Selected extract =
^^^^^^^^^^^^^^^^
TOP  |


Pinhole Optics: Musing Upon...

Date: Fri, 27 Jun 1997 19:13:47 -0700 (PDT)
From: William Beaty 
Subject: Re: Pinhole camera
On Fri, 27 Jun 1997, roger haar wrote:
> 	Several of us have been discussing the pinhole camera.  We 
> disagreed on using the terms "image" and "focus" in conjuction with
> pinhole optics.  I claim a pinhole does not focus and thus there is no 
> image in the sense of an image formed by a system of lenses.  My point is 
> that one should be able to treat the image formed by one optic system as 
> the object of another system, and that the formation of an image should 
> not depend of a viewing screen.

This is one of those fascinating places where decades of physics teaching have failed to illuminate a grey area. ;)

(I apologize for non-brevity. An emergency at work has resulted in lack of sleep and lots of coffee, and opened my floodgates.)

Also see:

EXPLORATORIUM: Bob Miller's "Light Walk"
^^^^^^^^^^^^^^^^
Information supplied =
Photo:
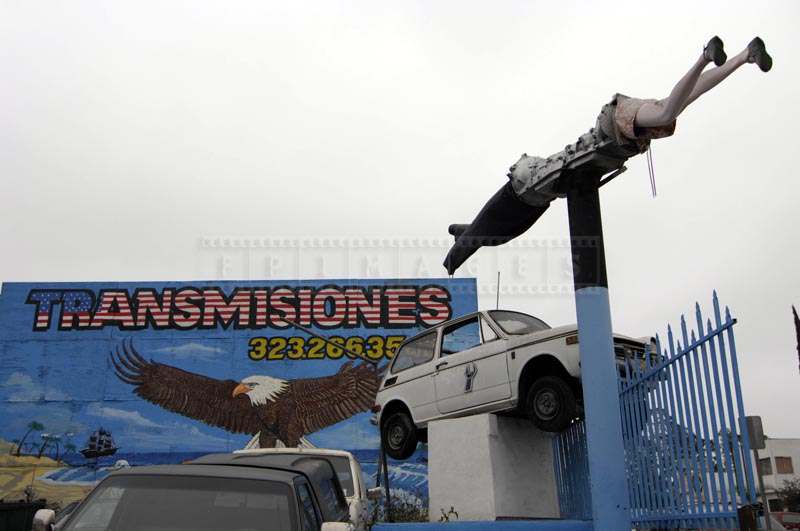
^^^^^^^^^^^^^^^^
Tasks to perform =
1) In the pinhole optics post, which two terms did the group disagree about using with pinhole optics?
2) Continue the pinhole optics post from its final line, in the same voice.

Expected responses =
1) "Image" and "focus."

2)
> 	I suspect that this is one of those slippery points and I am being
> a bit picky,
Not at all. I suspect that the lack of detailed treatment of exactly this point has seriously hobbled our understanding of optics at the intuitive level. One might say that we suffer from unsuspected universal blindness regarding what is meant by "image". Extensive intuitive treatment of pinhole physics is missing from our education, and optical concepts suffer as a result. See the Exploratorium's material on "Image Walk" for more on these concepts.

Years ago I attempted to design an explanation of simple optics at the 5th grade (general public) level using a set of cartoons, and I immediately ran into Roger's above problem. If we build a visual/intuitive concept of the operation of common optical devices (cameras, etc.), we immediately discover that real-world optical devices are a mingled combination of pinhole optics and lens optics.

For example, take the evolution of the eye. If a creature has a photo- sensitive skin patch, it can detect the motion of shadows which fall across the skin, but it cannot sense from what direction the light comes. But if that skin patch is sunken into a slight concavity, the creature gains the ability to "see".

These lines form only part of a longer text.